Required tasks:
A – For the decaf coffee forum thread below, list every post's author name and date as each post heading shows them, in order.
B – Continue the decaf coffee forum thread below from where it ends.

Text excerpt:

______________________________

# Let us talk decaf



## 4085 (Nov 23, 2012)

I wish I could title that something else, but I am in a position where I now have no choice.....decaf or nowt! So, I can sit and complain or get on with it. I am currently drinking a Coffee Compass bean which is extra mahogany roasted. I find it ok to quite nice. Do any other decaf drinkers feel able to chip in with suggestions? I have only had it once before and I cannot remember the beans being beyond medium, but I am told many roasters take decaf further. I have not really started looking in earnest as I still have 3 weeks of beans left, but is there a reason why a lot of roasters use Guatemalan?

I have so much to learn! My preferred bean is a darker roast without flipping fruit!


----------



## ronsil (Mar 8, 2012)

Well I'm into my second week of decaf but it really isn't going to last.

My sleep has not been good for nearly a year now so I thought I'd give the decaf a try.

Everybody is different but it has not helped me one bit up to now. Am using the same mahogany roast Beans.

Initial taste is acceptable to good but the aftertaste is vile. Leaves an unpleasant background taste as if it was Robusta, which I know it isn't.

Unless the doctor insists I don't think I can live with the decaf.

Keeping on with it for another week but if sleep does not improve its back to what I have become customised too over so many years.


----------



## 4085 (Nov 23, 2012)

ronsil said:


> Well I'm into my second week of decaf but it really isn't going to last.
> 
> My sleep has not been good for nearly a year now so I thought I'd give the decaf a try.
> 
> ...


Ron, I am 2 weeks plus a little more in and my sleep patterns are changing noticeably now. I slept last night without getting up which is strange, and I am feeling far more fulfilled when I get up. I think it takes a good couple of weeks to get it out of your system, so I hope to her back in another week with positive news. For myself, and I appreciate we are all different, there is no way back to caffeine for me now.

______________________________

Supplied entries:
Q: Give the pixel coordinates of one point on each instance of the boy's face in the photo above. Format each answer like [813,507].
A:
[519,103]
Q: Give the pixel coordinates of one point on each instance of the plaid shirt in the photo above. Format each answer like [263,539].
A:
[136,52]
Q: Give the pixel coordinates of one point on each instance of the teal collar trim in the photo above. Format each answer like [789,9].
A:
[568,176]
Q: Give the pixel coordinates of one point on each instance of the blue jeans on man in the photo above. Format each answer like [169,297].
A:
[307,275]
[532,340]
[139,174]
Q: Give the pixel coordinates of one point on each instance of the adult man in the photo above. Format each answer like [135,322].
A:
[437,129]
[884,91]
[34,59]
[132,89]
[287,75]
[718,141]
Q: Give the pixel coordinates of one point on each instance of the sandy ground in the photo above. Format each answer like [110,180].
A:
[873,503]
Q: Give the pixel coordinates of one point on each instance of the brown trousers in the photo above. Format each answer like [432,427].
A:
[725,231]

______________________________

Task answers:
A –
1. 4085 (Nov 23, 2012)
2. ronsil (Mar 8, 2012)
3. 4085 (Nov 23, 2012)

B –
I find the beans we are using fine but there can be an aftertaste. When I use the HG One I find it not so bad, so perhaps it is just getting the right extractions


----------



## UbiquitousPhoton (Mar 7, 2016)

I will second it needing 2 or three weeks to fully get through your system. Its not a pleasant two or three weeks either.

Who's beans are you using @ronsil?


----------



## UbiquitousPhoton (Mar 7, 2016)

Oh, and what method was used to decaffinate - I did find differences between the methods, and this was back then when I didn't really know arse from elbow.


----------



## 4085 (Nov 23, 2012)

I think we are both drinking this

  



UbiquitousPhoton said:


> Oh, and what method was used to decaffinate - I did find differences between the methods, and this was back then when I didn't really know arse from elbow.


----------



## urbanbumpkin (Jan 30, 2013)

I haven't tried the coffee compass decaff. Avenue coffee's decaf is one of the best I've tried. Not that I try that many.


----------



## ronsil (Mar 8, 2012)

UbiquitousPhoton said:


> I will second it needing 2 or three weeks to fully get through your system. Its not a pleasant two or three weeks either.Who's beans are you using @ronsil?


My Beans came from Coffee Compass:

*Colombia Supremo CO2 Decaffeinated *



*
*Very dark roasted. Richard also sent me a couple of others to try. Will get round to them at the weekend.

Looks like a long haul. We'll see what happens.


----------



## Rhys (Dec 21, 2014)

Our lass has to have decaf as caffeine makes her ill. I tend to get her Carvetii coffee from Northumberland. It's one of the nicest we've had. The last roast they did had liquorice notes. It doesn't strike you as a decaf tbh so might be worth a try?


----------



## kimura (Sep 12, 2016)

Definitely not a dark roast but perhaps the tastiest decaf I have had was from Artisan Roast... Beans from Brazil, Swiss water processed in Canada


----------



## Phobic (Aug 17, 2016)

We drink about a KG of decaf a week mainly as Americano's saving my espresso shots for caf.

I've got to say that there are some great decafs out there now, recent highlights:-

Coffee Compass - Sumatra Swiss water decaf was excellent.

Bella - Guatemala swiss water was pretty good

Workshop - Suaza Decaf (sugar method), is more medium roast but full of flavour and the stand out of the bunch so far for me.

I'm currently on Hasbean Colombia, not that far into the bag but I'm impressed so far.

Head for Coffee Compass if you want it darker, but the workshop is certainly worth a try.

I'm really liking the Sugar process too because it can be done locally to the producer which provides an additional income and avoids having to ship the beans to one of the few locations that do swiss water.


----------



## 4085 (Nov 23, 2012)

Ron, if you have not got any of the San Cristobal pm me your addy and I will send you a bag



ronsil said:


> My Beans came from Coffee Compass:
> 
> *Colombia Supremo CO2 Decaffeinated *
> 
> ...


----------



## Glenn (Jun 14, 2008)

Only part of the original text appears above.